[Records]
########################################
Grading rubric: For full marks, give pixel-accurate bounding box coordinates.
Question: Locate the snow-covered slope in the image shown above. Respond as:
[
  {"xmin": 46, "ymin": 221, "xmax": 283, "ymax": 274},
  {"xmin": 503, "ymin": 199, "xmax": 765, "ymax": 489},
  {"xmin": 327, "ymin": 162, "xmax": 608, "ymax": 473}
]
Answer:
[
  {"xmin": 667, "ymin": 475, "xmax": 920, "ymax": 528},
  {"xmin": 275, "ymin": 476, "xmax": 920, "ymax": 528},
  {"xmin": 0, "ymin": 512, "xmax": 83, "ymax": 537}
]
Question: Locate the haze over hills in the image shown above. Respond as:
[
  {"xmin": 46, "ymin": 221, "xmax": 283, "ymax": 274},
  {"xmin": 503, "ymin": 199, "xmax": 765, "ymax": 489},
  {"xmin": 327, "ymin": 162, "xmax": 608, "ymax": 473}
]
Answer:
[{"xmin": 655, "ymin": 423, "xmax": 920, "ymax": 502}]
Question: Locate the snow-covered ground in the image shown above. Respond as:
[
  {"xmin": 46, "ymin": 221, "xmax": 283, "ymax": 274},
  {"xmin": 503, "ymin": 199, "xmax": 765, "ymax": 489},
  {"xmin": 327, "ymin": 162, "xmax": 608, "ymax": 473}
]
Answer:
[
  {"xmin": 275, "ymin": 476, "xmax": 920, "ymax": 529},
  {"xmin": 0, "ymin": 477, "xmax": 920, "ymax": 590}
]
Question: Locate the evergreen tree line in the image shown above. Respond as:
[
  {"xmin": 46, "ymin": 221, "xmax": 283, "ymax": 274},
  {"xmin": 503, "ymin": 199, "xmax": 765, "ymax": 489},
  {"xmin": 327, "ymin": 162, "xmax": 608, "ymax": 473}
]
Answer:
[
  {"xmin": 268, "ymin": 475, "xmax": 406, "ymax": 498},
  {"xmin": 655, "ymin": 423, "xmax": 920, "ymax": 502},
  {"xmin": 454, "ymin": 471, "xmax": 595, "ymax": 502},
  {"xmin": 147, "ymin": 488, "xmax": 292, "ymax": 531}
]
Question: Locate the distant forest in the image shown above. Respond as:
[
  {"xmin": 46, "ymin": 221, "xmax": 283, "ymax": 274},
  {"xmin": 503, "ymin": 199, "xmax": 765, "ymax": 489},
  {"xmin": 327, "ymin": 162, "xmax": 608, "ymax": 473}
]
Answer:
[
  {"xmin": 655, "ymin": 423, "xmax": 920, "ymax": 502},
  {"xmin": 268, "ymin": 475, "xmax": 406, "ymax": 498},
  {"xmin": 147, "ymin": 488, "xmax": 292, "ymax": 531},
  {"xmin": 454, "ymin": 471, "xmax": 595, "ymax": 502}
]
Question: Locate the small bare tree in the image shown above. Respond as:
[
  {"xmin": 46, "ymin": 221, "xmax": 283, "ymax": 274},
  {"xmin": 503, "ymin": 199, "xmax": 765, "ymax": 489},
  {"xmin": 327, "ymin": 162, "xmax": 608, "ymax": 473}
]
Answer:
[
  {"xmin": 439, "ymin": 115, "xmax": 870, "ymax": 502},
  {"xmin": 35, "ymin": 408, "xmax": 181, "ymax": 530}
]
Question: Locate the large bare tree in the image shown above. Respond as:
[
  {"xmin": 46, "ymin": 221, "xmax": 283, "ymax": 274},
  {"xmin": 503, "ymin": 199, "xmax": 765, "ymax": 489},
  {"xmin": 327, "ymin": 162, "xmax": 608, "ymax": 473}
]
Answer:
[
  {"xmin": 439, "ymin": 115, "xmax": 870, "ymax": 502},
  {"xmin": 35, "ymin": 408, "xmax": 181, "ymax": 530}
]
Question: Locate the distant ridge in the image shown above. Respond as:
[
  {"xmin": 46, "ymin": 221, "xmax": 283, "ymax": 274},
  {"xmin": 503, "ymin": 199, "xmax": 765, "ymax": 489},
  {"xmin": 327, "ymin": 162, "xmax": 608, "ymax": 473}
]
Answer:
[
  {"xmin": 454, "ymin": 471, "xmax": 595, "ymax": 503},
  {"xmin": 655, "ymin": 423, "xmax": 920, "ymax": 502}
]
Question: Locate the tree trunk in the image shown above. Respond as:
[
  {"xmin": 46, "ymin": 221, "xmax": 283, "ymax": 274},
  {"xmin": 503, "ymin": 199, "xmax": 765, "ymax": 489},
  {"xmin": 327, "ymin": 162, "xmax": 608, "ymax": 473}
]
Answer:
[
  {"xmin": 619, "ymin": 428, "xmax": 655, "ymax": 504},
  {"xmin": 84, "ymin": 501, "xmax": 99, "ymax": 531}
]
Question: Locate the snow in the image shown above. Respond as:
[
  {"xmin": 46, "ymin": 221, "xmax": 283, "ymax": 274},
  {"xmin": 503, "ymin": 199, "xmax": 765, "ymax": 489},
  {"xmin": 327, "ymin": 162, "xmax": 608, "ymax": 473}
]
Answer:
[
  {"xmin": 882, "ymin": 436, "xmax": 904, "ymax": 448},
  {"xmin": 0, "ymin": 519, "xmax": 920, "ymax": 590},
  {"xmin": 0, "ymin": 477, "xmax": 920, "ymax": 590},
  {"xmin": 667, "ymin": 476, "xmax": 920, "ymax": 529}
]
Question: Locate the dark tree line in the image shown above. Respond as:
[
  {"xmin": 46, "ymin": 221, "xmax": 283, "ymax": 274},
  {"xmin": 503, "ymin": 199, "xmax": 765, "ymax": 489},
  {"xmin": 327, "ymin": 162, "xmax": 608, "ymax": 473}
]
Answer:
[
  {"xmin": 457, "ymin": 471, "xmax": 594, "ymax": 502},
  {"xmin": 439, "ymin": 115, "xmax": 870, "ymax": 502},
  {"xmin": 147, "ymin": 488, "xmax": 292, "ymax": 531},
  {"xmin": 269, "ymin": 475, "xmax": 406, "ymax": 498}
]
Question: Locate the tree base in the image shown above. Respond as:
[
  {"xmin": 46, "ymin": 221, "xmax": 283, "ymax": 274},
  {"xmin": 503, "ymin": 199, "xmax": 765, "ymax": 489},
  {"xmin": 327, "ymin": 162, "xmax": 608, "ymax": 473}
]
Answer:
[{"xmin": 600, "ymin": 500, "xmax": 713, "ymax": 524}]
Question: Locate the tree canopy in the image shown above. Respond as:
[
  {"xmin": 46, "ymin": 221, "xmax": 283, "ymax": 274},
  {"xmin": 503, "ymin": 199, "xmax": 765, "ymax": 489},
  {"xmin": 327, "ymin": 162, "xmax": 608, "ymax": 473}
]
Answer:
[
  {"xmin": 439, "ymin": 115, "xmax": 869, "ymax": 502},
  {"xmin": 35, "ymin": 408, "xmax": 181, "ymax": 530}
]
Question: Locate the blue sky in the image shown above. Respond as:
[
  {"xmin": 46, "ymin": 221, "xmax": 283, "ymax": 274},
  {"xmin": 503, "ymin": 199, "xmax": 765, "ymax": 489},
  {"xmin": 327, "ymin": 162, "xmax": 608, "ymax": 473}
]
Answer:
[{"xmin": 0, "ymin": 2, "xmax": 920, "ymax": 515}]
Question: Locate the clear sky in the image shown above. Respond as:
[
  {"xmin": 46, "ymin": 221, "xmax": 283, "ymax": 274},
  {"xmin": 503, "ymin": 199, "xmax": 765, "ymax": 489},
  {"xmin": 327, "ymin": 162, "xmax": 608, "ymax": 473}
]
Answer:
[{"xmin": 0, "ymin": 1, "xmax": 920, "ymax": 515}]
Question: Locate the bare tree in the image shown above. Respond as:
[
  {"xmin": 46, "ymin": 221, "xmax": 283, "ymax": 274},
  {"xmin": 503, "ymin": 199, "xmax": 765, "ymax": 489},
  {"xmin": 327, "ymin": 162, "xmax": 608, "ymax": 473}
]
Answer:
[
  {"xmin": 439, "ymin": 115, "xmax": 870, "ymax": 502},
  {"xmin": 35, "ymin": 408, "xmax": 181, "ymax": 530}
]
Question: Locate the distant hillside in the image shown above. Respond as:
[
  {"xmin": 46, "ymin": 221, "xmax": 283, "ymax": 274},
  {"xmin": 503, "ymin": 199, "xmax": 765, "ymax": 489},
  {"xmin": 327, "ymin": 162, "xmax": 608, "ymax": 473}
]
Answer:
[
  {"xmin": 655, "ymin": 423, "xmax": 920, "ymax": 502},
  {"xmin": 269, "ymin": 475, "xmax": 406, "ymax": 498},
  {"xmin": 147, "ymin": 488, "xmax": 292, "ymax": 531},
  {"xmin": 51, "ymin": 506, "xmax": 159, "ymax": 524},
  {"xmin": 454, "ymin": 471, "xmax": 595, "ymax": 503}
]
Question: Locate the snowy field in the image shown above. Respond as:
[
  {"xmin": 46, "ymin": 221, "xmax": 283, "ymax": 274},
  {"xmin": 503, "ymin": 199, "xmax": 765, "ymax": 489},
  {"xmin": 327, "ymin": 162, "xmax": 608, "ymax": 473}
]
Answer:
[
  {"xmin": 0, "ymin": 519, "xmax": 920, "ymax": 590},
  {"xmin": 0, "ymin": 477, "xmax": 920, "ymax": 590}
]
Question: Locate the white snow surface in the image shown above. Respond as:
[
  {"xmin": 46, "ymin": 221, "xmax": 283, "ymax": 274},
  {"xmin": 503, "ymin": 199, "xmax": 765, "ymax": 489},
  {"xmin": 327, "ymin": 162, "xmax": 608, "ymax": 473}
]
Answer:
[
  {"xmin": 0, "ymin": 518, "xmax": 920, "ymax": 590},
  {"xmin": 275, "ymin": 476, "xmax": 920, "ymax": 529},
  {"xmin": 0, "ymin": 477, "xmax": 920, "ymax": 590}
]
########################################
» Exercise details: Nothing but the lines from the one with "Question: Locate the distant hillside" through the end of the data above should be repeated, each exactly as it stands.

» Full response:
Question: Locate the distant hillside in the image shown above. Respond as:
[
  {"xmin": 46, "ymin": 221, "xmax": 283, "ymax": 274},
  {"xmin": 503, "ymin": 199, "xmax": 765, "ymax": 489},
  {"xmin": 327, "ymin": 162, "xmax": 608, "ymax": 473}
]
Answer:
[
  {"xmin": 655, "ymin": 423, "xmax": 920, "ymax": 502},
  {"xmin": 269, "ymin": 475, "xmax": 406, "ymax": 498},
  {"xmin": 147, "ymin": 488, "xmax": 292, "ymax": 531},
  {"xmin": 51, "ymin": 506, "xmax": 159, "ymax": 524},
  {"xmin": 454, "ymin": 471, "xmax": 595, "ymax": 503}
]
Question: Locate the snowy field in the image shown above. Respond as:
[
  {"xmin": 46, "ymin": 221, "xmax": 283, "ymax": 274},
  {"xmin": 503, "ymin": 199, "xmax": 765, "ymax": 489},
  {"xmin": 327, "ymin": 162, "xmax": 608, "ymax": 473}
]
Answer:
[
  {"xmin": 0, "ymin": 519, "xmax": 920, "ymax": 590},
  {"xmin": 0, "ymin": 477, "xmax": 920, "ymax": 590}
]
Question: Locate the white snow surface in the image shown above. Respond as:
[
  {"xmin": 46, "ymin": 221, "xmax": 283, "ymax": 274},
  {"xmin": 503, "ymin": 199, "xmax": 765, "ymax": 489},
  {"xmin": 327, "ymin": 162, "xmax": 608, "ymax": 473}
]
Answer:
[
  {"xmin": 0, "ymin": 518, "xmax": 920, "ymax": 590},
  {"xmin": 275, "ymin": 476, "xmax": 920, "ymax": 529},
  {"xmin": 0, "ymin": 477, "xmax": 920, "ymax": 590}
]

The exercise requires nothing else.